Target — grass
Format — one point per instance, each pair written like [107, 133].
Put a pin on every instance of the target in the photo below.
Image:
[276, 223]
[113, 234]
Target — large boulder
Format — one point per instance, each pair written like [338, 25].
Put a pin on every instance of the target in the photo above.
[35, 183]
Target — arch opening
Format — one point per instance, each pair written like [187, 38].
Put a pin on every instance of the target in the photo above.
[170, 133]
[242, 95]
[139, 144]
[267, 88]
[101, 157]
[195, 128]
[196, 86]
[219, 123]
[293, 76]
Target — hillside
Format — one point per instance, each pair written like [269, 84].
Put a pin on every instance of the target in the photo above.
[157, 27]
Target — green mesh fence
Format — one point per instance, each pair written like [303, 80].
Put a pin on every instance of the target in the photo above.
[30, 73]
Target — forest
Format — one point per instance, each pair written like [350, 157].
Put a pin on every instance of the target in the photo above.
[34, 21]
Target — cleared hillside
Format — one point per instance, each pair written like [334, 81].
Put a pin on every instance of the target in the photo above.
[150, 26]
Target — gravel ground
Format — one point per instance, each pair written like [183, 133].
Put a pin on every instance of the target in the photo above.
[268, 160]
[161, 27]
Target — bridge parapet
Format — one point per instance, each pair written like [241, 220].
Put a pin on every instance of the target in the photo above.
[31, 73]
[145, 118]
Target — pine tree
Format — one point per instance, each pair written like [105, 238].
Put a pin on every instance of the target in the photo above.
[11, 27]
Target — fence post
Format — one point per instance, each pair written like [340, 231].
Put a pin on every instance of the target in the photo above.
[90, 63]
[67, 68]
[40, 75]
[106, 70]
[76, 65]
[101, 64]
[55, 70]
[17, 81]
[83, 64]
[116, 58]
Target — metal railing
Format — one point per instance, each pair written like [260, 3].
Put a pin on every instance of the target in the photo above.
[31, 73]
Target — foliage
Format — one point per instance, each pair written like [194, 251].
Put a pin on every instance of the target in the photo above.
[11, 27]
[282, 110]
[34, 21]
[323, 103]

◆ **Exercise brief**
The line containing "Target — hillside" and all lines after it, through the end of the entries above, are to be returned exactly and alone.

◆ **Solution to the exercise**
Target — hillside
Format — one point per instance, each pair written like [269, 84].
Put a pin on every instance of the target in the photo above.
[157, 27]
Target — green mesh fence
Format — one point per instance, each pair written like [303, 80].
Put a pin on every instance of the target in the photo above.
[30, 73]
Target — forest
Format — one point per instance, each pair written like [350, 157].
Put a pin on every instance of the target in the photo above.
[34, 21]
Target — cleared hillside
Format — one point per instance, each pair written like [334, 81].
Put a pin on every instance of the target in the photo above.
[150, 26]
Target — gravel ground
Format — one point per instance, each pair written like [183, 133].
Put a pin on every instance of the target in the photo above.
[268, 160]
[161, 27]
Target — bridge parapet
Format — one point per instance, each pair written like [241, 220].
Put a pin on every instance of the target in the photo above.
[31, 73]
[145, 118]
Target — pine tree
Format — one point per instance, each pair written like [105, 238].
Put a pin on every instance of the target in the photo above.
[11, 27]
Target — fence post
Format — one point per instance, each pair written like [340, 231].
Put a pin on every instance of the target in the photo above.
[90, 63]
[67, 68]
[40, 75]
[106, 70]
[76, 65]
[101, 64]
[55, 70]
[17, 81]
[83, 64]
[116, 58]
Target — metal railing
Format — one point per instance, each pair written like [260, 3].
Put a pin on every instance of the target in the photo above.
[31, 73]
Target — foliage
Format — one point per instance, each pair written like [194, 251].
Put a pin on every instance of the target in the photo above.
[11, 27]
[282, 110]
[34, 21]
[323, 103]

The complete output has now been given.